***** Extracted information *****
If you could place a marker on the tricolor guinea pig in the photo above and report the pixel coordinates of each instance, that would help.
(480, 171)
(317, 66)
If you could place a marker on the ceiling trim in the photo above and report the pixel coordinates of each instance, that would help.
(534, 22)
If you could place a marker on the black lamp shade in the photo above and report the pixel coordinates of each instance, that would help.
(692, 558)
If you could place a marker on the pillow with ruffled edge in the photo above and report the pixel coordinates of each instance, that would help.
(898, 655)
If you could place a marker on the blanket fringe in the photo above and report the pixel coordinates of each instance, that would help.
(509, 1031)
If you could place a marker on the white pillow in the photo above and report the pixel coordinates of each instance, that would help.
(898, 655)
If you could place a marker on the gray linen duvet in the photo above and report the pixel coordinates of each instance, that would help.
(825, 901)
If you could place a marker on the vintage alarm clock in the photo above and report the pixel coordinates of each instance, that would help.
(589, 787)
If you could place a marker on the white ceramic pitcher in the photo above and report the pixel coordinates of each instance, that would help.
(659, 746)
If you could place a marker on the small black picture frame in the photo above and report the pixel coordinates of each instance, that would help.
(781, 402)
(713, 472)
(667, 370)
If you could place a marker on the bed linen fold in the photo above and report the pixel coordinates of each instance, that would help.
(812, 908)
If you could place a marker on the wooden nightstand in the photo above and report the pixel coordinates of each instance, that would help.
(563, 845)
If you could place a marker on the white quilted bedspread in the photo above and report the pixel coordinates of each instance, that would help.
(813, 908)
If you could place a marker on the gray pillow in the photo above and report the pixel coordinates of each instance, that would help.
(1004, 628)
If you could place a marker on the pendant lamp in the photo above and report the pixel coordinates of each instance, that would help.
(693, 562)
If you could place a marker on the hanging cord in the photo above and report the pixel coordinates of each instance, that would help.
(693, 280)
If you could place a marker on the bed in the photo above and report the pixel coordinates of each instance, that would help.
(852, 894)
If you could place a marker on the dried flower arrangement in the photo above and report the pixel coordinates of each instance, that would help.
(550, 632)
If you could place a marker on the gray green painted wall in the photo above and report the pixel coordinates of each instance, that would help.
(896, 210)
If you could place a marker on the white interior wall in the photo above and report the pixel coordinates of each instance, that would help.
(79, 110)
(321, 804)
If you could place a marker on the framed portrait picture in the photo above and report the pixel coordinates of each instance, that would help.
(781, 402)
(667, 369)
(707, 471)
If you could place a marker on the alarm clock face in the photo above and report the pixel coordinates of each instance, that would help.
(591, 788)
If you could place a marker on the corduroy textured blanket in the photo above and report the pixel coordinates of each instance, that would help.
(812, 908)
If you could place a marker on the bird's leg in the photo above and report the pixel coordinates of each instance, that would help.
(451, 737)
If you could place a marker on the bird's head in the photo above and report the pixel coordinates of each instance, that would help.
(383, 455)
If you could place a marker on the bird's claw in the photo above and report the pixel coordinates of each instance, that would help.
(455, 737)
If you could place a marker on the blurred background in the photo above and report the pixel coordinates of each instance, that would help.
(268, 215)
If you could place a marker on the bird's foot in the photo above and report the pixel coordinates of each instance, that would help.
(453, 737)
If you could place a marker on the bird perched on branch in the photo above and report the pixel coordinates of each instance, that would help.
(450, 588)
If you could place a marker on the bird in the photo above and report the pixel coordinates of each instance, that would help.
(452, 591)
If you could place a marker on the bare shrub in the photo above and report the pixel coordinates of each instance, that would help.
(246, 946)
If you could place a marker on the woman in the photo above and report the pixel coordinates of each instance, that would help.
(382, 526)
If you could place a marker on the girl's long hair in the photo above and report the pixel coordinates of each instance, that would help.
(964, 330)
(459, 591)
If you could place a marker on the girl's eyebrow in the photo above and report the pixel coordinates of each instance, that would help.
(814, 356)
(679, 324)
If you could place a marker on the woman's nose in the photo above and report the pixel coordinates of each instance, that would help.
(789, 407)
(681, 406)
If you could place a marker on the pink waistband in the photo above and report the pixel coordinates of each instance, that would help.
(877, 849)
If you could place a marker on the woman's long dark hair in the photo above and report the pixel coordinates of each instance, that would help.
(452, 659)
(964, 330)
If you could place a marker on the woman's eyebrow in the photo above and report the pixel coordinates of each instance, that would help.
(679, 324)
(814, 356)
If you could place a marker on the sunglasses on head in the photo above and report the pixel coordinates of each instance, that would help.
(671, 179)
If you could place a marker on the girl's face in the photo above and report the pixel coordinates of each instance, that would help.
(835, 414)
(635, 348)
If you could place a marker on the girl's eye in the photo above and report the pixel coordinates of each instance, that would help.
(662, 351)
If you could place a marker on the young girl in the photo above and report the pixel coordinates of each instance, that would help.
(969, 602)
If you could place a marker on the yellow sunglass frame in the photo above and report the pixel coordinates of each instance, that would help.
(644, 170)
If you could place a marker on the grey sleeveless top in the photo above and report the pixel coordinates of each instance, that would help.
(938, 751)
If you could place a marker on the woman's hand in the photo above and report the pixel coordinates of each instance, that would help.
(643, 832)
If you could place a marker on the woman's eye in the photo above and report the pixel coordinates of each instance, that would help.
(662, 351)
*****
## Prompt
Reproduce word for word every line from the one containing "If you could place a marker on the woman's long" through the last of the items above.

## Right answer
If you could place a marker on the woman's long dark hair in the photo above and report the pixel coordinates of each instance, that would help.
(452, 659)
(964, 330)
If you could place a marker on the woman's eyebrow in the photo above and report the pixel coordinates of each instance, that would help.
(679, 324)
(814, 356)
If you could place a marker on the sunglasses on head in the photo above and report the pixel coordinates of each instance, that would help.
(671, 179)
If you could place a marker on the girl's face in the photo above and report the pixel coordinates of each instance, that would help.
(835, 414)
(635, 348)
If you could place a marker on the girl's eye in the photo above and report the pixel coordinates of each instance, that would help.
(662, 351)
If you could place a marker on the young girl in the photo above and report the pixel coordinates of each instance, that would help.
(969, 602)
If you could place a marker on the yellow sunglass frame in the photo above and report the pixel coordinates of each instance, that would help.
(644, 170)
If you could place a marker on the grey sleeveless top in the photo above and report the pixel coordinates of each instance, that would help.
(938, 751)
If you could place a marker on the woman's hand in the photo above and report the pixel coordinates of each instance, that would help.
(643, 832)
If you could place a marker on the woman's eye in the photo above and report the pixel coordinates of each instance, that would help.
(662, 351)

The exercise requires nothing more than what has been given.